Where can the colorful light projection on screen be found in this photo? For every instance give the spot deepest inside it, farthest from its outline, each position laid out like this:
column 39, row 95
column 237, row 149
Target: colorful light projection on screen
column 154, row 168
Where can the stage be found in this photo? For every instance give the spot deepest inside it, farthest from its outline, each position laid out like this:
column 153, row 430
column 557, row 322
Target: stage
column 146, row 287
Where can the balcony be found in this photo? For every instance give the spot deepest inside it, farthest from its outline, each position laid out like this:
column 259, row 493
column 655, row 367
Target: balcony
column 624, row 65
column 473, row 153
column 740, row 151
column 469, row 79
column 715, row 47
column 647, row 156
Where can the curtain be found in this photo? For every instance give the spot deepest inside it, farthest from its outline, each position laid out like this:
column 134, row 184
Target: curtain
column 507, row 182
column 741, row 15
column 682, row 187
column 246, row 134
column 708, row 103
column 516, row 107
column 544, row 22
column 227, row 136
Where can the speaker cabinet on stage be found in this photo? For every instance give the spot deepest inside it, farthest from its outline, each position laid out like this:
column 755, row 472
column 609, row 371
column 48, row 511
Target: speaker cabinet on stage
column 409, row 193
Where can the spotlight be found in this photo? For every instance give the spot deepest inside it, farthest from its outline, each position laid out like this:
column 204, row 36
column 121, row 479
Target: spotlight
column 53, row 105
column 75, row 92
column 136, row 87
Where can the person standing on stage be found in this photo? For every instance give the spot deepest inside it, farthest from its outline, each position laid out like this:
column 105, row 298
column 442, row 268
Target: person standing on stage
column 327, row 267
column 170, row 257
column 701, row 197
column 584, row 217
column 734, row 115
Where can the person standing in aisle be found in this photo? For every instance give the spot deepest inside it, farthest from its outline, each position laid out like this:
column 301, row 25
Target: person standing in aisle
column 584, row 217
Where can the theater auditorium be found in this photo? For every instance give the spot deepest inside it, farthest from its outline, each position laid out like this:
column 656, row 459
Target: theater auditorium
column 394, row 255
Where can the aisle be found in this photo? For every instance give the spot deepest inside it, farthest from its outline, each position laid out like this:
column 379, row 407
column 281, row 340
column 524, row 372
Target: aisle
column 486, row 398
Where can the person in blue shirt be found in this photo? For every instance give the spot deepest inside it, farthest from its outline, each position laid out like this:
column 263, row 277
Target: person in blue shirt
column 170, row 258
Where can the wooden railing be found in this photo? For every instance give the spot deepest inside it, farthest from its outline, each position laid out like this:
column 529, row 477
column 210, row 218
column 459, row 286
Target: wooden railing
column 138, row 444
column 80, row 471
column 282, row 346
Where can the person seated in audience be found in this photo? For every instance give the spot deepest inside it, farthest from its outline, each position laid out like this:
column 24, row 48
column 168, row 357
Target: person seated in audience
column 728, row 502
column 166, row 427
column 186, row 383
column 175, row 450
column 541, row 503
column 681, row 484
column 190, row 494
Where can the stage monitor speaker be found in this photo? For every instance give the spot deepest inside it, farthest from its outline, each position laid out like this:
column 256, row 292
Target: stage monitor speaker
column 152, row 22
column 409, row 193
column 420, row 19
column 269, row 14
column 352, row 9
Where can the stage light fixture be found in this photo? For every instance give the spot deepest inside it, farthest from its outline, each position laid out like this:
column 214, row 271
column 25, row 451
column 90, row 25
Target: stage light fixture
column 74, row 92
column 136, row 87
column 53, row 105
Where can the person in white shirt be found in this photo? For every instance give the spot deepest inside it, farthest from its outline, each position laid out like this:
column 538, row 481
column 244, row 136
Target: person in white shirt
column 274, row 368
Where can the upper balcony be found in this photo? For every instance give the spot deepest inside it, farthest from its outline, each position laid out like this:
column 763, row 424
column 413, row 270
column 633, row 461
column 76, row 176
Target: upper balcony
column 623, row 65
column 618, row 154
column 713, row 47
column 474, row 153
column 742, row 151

Short task:
Render the entire listing above as a JSON list of strings, with one string for each line and blank lines omitted.

Result for this exercise:
[
  "Where can the colorful light projection on screen be found in this photo? For every instance give the spot deepest inside it, farthest from its outline, each position laid out like this:",
  "column 39, row 95",
  "column 237, row 149",
  "Target: colorful light projection on screen",
  "column 154, row 168",
  "Where can the stage be found in this photo? For every instance give the spot deepest inside it, farthest from its outline, each position laid out like this:",
  "column 153, row 430",
  "column 557, row 322",
  "Target: stage",
  "column 146, row 287",
  "Where can the balcony be found in this photo? For every instance give the spot deepest inside it, farthest from its outline, each position laid out like this:",
  "column 259, row 493",
  "column 655, row 367",
  "Target: balcony",
  "column 624, row 65",
  "column 473, row 153",
  "column 740, row 151",
  "column 469, row 79",
  "column 715, row 47",
  "column 647, row 156",
  "Where can the curtain be found in this photo? For every instance give the spot deepest inside it, farthest from its outline, each position laid out like this:",
  "column 134, row 184",
  "Target: curtain",
  "column 507, row 182",
  "column 741, row 15",
  "column 682, row 187",
  "column 246, row 134",
  "column 708, row 103",
  "column 516, row 107",
  "column 544, row 22",
  "column 227, row 136",
  "Where can the speaker cabinet on stage be found in this photo? For every instance give the spot deepest inside it, farthest from its outline, each position laid out like this:",
  "column 755, row 472",
  "column 609, row 371",
  "column 48, row 511",
  "Target: speaker cabinet on stage",
  "column 409, row 193",
  "Where can the spotlight be found in this photo? For every instance give the spot deepest inside it, farthest from its outline, each position laid out like this:",
  "column 204, row 36",
  "column 121, row 479",
  "Target: spotlight",
  "column 53, row 105",
  "column 75, row 92",
  "column 136, row 87",
  "Where can the person standing on stage be found in this photo? For every instance give the spot deepest inside it, farthest from its outline, each position laid out like this:",
  "column 105, row 298",
  "column 442, row 268",
  "Target: person standing on stage",
  "column 327, row 267",
  "column 170, row 257",
  "column 701, row 197",
  "column 584, row 217",
  "column 734, row 115",
  "Where can the person standing in aisle be found in this photo? For every instance give the spot deepest inside it, farthest from its outline, each position laid out like this:",
  "column 301, row 25",
  "Target: person standing in aisle",
  "column 584, row 217",
  "Where can the theater auditorium be found in this photo? For every instance give the spot deepest inside it, farthest from its outline, each position laid out like this:",
  "column 656, row 459",
  "Target: theater auditorium",
  "column 394, row 255",
  "Where can the aisle be found in this photo? For every instance give the spot deepest inside it, farthest from its outline, each position laid out like this:",
  "column 379, row 407",
  "column 281, row 340",
  "column 524, row 372",
  "Target: aisle",
  "column 486, row 398",
  "Where can the person in blue shirt be found in this photo? For every instance give the spot deepest inside it, farthest from its outline, each position laid out like this:",
  "column 263, row 277",
  "Target: person in blue shirt",
  "column 170, row 258",
  "Where can the wooden railing be found in this photo? For every instance give the spot deepest inside it, farthest from its outline, each position laid out like this:",
  "column 529, row 477",
  "column 210, row 218",
  "column 459, row 286",
  "Target: wooden railing",
  "column 138, row 444",
  "column 80, row 471",
  "column 282, row 346",
  "Where can the person seated in audience be found in this photo? For every instance give the spot deepest inside it, farthest from its outline, each position laid out like this:",
  "column 24, row 48",
  "column 168, row 357",
  "Target: person seated in audience",
  "column 728, row 502",
  "column 166, row 427",
  "column 186, row 383",
  "column 175, row 450",
  "column 541, row 503",
  "column 681, row 484",
  "column 190, row 494",
  "Where can the stage monitor speaker be found in this photo? For every instance give the spot deepest inside it, farthest from its outline, each position laid out like this:",
  "column 256, row 292",
  "Target: stage monitor speaker",
  "column 152, row 22",
  "column 409, row 193",
  "column 420, row 19",
  "column 269, row 14",
  "column 352, row 9",
  "Where can the stage light fixture be found in this photo? For every instance give the spot deepest inside it, farthest from its outline, each position laid out like this:",
  "column 214, row 271",
  "column 25, row 451",
  "column 90, row 25",
  "Target: stage light fixture",
  "column 74, row 92",
  "column 136, row 87",
  "column 53, row 105",
  "Where can the person in white shirt be found in this photo? For every instance give the spot deepest inside it, farthest from its outline, each position laid out like this:",
  "column 538, row 481",
  "column 244, row 136",
  "Target: person in white shirt",
  "column 274, row 368",
  "Where can the upper balcony be found in this photo? For every instance give the spot deepest inside it, farthest from its outline, each position laid out like this:",
  "column 763, row 424",
  "column 413, row 270",
  "column 633, row 461",
  "column 76, row 176",
  "Target: upper balcony",
  "column 623, row 65",
  "column 618, row 154",
  "column 713, row 47",
  "column 474, row 153",
  "column 742, row 151"
]